Exercise requirements: In the entries below, find the line containing "[indicate] cable car". Copy it and all lines after it, exactly, through the end.

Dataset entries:
——

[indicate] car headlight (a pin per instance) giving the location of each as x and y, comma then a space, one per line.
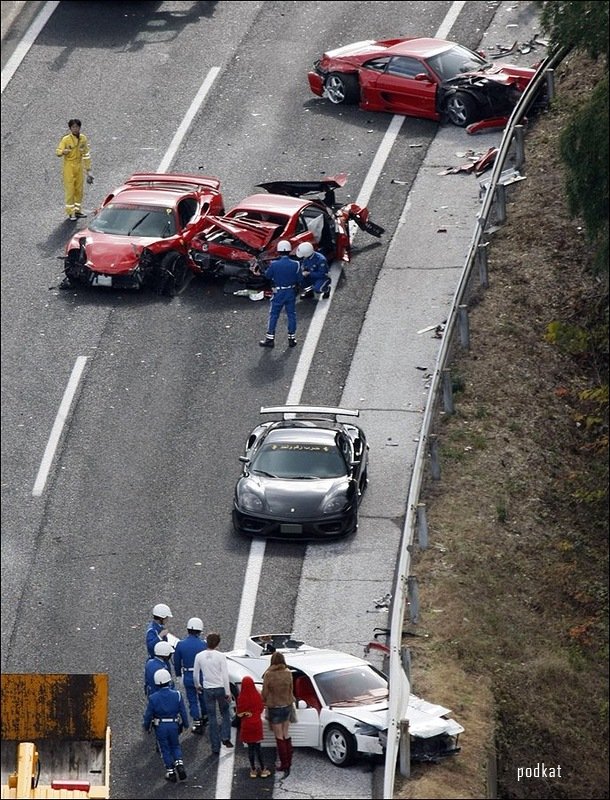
250, 500
335, 503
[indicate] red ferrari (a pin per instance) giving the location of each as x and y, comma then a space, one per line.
237, 245
429, 78
142, 233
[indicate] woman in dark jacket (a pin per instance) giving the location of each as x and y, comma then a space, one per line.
249, 709
279, 700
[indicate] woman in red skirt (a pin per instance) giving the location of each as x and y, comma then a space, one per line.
249, 709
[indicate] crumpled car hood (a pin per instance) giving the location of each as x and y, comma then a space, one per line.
255, 235
293, 498
112, 255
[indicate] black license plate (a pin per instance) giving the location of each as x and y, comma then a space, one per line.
291, 528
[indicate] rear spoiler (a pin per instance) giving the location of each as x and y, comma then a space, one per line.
290, 412
175, 180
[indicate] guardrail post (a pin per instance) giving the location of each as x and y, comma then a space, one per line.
464, 326
413, 595
519, 136
422, 526
481, 258
550, 84
500, 198
405, 658
447, 392
404, 749
435, 467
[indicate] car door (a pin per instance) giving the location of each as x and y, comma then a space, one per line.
405, 86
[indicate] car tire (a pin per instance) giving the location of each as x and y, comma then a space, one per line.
461, 109
342, 89
176, 269
339, 746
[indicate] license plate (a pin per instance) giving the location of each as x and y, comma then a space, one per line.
291, 528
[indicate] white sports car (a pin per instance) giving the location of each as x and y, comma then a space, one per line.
342, 702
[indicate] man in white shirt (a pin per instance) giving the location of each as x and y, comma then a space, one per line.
211, 676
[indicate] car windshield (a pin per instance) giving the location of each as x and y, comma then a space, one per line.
299, 460
456, 61
128, 220
352, 686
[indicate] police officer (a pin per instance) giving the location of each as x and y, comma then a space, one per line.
315, 271
184, 660
156, 630
166, 713
160, 660
286, 275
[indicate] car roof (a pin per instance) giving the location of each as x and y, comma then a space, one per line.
164, 198
302, 433
272, 202
425, 48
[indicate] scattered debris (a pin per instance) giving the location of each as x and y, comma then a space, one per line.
383, 602
476, 167
524, 47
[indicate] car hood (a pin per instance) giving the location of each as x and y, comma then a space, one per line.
253, 234
425, 719
108, 253
301, 188
298, 498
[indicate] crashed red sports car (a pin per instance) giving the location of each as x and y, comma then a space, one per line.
430, 78
141, 234
238, 246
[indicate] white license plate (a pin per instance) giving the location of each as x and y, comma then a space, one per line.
291, 528
102, 280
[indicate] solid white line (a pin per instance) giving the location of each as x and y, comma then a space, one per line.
27, 41
60, 420
188, 118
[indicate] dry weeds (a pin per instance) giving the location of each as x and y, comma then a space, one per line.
513, 588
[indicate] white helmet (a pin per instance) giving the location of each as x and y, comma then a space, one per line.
162, 677
161, 610
304, 250
163, 649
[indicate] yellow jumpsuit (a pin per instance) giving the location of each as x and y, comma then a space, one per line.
75, 163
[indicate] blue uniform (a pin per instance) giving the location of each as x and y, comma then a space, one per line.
286, 276
167, 714
317, 279
152, 637
184, 659
151, 666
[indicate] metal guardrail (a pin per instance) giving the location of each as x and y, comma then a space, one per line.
456, 323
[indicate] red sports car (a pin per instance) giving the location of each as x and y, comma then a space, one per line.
429, 78
141, 235
238, 245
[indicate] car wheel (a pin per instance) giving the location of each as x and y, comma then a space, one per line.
341, 88
339, 745
177, 273
461, 109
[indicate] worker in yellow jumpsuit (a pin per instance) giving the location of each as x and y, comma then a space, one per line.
74, 148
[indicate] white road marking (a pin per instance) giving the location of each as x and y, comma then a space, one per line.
188, 118
60, 419
28, 40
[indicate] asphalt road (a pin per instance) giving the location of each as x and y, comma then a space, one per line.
137, 506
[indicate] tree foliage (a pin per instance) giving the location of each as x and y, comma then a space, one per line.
582, 24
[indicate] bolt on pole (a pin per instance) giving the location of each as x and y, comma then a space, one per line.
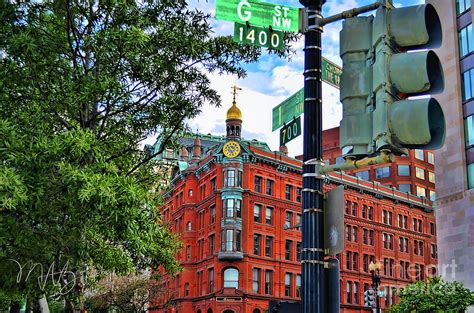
312, 261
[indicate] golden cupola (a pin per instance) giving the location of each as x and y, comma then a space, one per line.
234, 112
234, 118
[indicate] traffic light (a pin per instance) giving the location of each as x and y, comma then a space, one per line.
355, 49
276, 306
399, 123
396, 72
369, 298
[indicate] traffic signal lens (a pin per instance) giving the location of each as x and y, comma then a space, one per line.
417, 123
424, 31
417, 73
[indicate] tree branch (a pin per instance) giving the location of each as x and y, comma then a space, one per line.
162, 148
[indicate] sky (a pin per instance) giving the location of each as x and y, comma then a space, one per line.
271, 80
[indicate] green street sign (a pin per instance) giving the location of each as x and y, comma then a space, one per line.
294, 105
255, 12
258, 36
290, 131
331, 73
287, 110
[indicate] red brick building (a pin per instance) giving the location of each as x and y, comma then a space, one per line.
229, 202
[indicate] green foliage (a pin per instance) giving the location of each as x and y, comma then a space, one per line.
436, 295
83, 83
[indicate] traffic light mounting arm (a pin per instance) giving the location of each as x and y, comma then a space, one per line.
321, 21
351, 164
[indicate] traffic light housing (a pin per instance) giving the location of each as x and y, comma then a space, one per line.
355, 49
369, 298
397, 123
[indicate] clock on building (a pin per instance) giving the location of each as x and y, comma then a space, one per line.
231, 149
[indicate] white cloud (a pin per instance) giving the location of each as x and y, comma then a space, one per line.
271, 82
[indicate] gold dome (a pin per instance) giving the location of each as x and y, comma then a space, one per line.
234, 112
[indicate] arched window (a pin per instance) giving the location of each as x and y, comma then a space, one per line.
231, 278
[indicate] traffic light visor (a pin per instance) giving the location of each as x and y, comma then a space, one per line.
415, 27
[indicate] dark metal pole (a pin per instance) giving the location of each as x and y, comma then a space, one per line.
332, 286
312, 261
375, 286
377, 298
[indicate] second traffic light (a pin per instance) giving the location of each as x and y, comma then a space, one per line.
369, 298
377, 113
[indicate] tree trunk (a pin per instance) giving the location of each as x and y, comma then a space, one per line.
68, 308
15, 308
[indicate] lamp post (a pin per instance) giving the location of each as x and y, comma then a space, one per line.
374, 269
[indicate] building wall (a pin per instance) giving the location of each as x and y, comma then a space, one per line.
195, 207
455, 213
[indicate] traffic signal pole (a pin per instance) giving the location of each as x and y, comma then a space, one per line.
315, 297
312, 258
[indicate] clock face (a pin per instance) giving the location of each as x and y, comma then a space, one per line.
231, 149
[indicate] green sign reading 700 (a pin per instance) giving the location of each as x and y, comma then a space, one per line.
257, 13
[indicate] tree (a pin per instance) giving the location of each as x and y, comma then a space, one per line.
128, 294
83, 83
436, 295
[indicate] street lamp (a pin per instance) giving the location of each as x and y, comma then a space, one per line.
374, 269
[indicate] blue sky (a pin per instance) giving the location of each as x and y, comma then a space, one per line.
272, 80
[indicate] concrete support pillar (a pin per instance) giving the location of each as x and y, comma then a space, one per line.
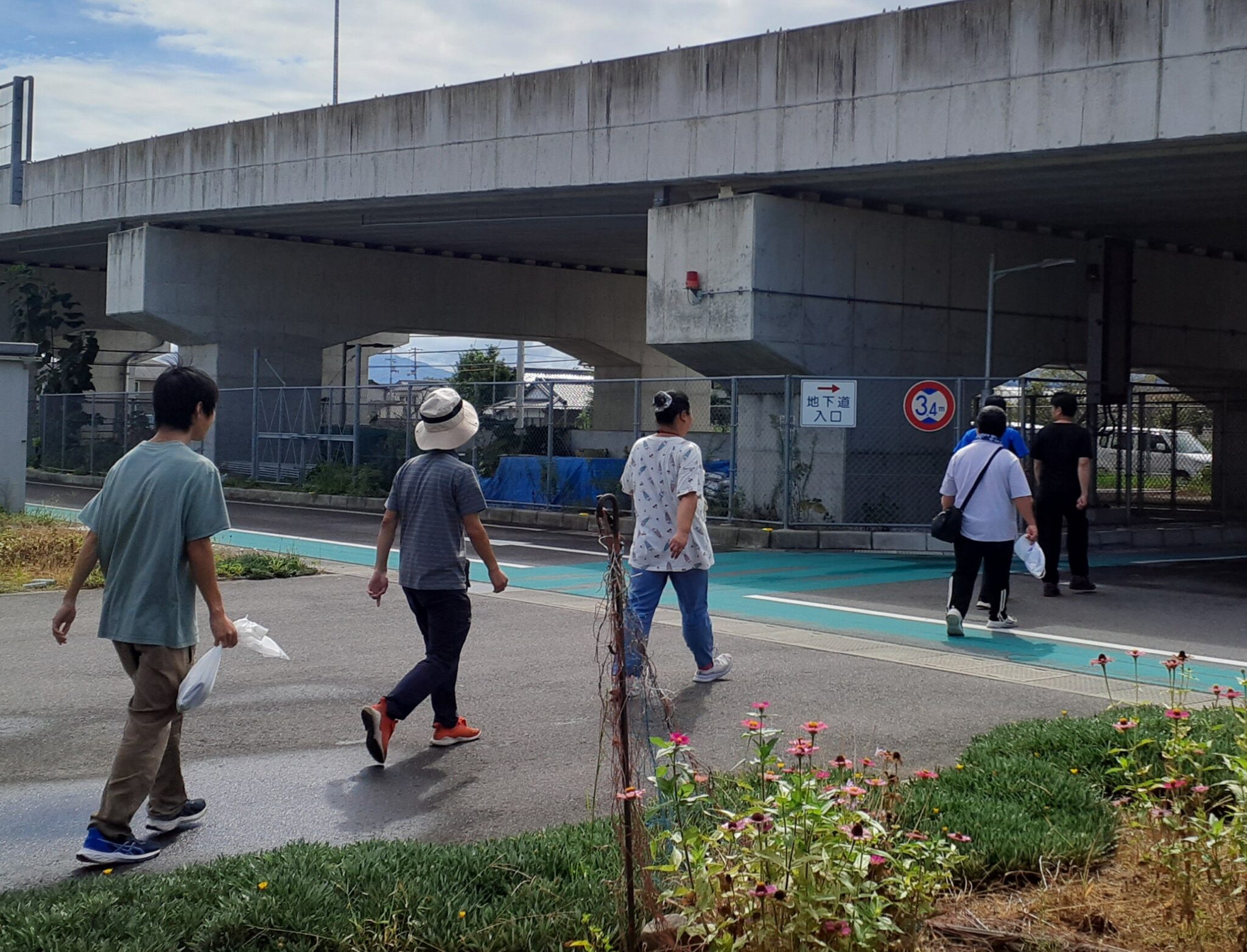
809, 288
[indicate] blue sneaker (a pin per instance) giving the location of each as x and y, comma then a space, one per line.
99, 849
192, 811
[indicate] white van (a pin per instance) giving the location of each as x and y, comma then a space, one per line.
1164, 452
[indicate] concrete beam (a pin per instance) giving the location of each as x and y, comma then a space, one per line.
289, 297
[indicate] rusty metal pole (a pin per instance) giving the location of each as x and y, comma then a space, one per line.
609, 529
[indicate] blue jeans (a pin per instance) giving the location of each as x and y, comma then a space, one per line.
691, 589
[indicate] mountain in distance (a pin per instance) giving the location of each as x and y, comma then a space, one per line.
401, 368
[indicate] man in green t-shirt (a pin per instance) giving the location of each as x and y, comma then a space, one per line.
151, 530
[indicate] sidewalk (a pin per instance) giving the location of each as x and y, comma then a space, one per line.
278, 753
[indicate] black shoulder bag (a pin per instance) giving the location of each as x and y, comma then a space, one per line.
947, 526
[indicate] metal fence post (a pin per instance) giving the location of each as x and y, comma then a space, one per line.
255, 414
636, 410
787, 452
550, 444
731, 469
354, 432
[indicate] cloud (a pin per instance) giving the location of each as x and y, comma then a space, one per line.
201, 64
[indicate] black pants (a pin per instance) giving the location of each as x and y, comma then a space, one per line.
1050, 509
444, 618
994, 558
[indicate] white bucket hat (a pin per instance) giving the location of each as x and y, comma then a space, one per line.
447, 421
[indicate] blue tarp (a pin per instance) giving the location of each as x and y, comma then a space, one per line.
522, 480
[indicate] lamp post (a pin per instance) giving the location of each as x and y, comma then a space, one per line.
335, 4
993, 277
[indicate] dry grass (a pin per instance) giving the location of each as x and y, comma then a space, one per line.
45, 547
39, 547
1123, 905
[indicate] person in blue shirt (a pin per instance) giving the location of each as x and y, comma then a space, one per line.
1011, 440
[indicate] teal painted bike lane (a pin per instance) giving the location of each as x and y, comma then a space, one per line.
773, 587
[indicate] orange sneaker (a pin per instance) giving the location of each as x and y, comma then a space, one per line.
378, 727
459, 734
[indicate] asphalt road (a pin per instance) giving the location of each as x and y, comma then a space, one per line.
277, 749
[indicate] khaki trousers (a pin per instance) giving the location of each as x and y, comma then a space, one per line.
149, 761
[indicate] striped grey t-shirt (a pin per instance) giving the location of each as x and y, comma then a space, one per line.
432, 494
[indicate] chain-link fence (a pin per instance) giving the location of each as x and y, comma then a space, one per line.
778, 450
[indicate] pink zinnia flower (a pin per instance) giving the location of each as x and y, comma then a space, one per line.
857, 833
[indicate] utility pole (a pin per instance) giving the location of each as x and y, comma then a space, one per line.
335, 5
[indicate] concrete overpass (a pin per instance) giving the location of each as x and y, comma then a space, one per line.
836, 187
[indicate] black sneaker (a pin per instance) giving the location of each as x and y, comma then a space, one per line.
192, 811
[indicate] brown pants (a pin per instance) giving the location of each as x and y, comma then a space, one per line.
149, 760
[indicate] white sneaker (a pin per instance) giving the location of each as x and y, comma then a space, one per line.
721, 667
954, 623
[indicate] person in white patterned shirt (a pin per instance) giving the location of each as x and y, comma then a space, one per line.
666, 480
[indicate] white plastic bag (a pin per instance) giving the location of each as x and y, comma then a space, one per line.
198, 683
255, 636
1031, 556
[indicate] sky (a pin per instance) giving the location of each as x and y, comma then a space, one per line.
111, 71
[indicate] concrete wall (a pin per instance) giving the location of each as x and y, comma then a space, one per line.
801, 287
979, 77
14, 397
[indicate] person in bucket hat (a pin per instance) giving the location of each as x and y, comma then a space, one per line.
434, 501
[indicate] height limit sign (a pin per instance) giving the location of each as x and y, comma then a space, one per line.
828, 403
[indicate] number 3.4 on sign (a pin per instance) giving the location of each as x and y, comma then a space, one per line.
828, 403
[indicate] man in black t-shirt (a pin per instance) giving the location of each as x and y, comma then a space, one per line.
1063, 455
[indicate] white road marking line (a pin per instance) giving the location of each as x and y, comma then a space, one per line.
1192, 559
549, 548
348, 545
1022, 632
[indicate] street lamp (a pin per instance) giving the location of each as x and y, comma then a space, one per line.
993, 277
335, 3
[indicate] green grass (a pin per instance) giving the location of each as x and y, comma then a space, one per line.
258, 566
1017, 796
528, 892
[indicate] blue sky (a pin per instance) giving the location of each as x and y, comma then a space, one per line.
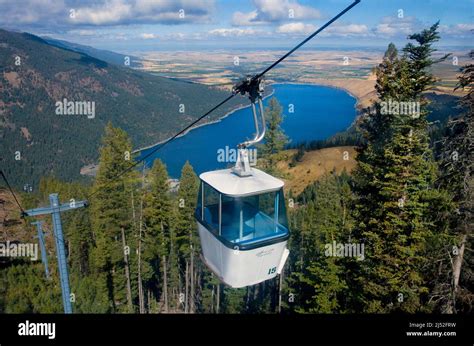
143, 25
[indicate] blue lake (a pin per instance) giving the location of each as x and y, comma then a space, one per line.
318, 113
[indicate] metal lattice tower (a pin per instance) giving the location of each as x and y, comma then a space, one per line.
55, 209
44, 255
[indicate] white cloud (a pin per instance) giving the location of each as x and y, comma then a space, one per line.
147, 36
105, 12
391, 26
296, 28
347, 30
31, 11
461, 29
271, 11
233, 32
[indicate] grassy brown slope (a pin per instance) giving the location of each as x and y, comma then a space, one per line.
314, 165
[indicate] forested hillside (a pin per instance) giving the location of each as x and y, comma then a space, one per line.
36, 141
392, 236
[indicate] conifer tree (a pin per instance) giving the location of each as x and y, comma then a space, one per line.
187, 239
394, 182
457, 168
110, 208
275, 138
158, 220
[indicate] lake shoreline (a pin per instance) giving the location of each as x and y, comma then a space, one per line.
243, 107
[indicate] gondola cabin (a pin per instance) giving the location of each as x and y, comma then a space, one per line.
242, 226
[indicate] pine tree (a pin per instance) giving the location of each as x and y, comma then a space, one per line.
275, 138
158, 220
457, 166
317, 277
110, 208
187, 239
394, 183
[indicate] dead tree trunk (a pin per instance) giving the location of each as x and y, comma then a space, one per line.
191, 272
141, 298
218, 297
127, 272
165, 284
186, 283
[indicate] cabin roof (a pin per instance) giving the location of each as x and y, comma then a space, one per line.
229, 183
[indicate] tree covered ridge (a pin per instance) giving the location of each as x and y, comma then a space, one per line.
136, 248
34, 75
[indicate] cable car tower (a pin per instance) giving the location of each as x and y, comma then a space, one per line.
55, 209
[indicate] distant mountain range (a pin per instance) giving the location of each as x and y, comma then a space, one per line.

——

Output for this exercise:
[indicate] cable car tower (a pin per instance) giving the location of each as x and y, comma then a space, one per line.
55, 209
[indicate] distant mountain range (a pin per instance) giving the location of each as x and y, comma then a space, one per line.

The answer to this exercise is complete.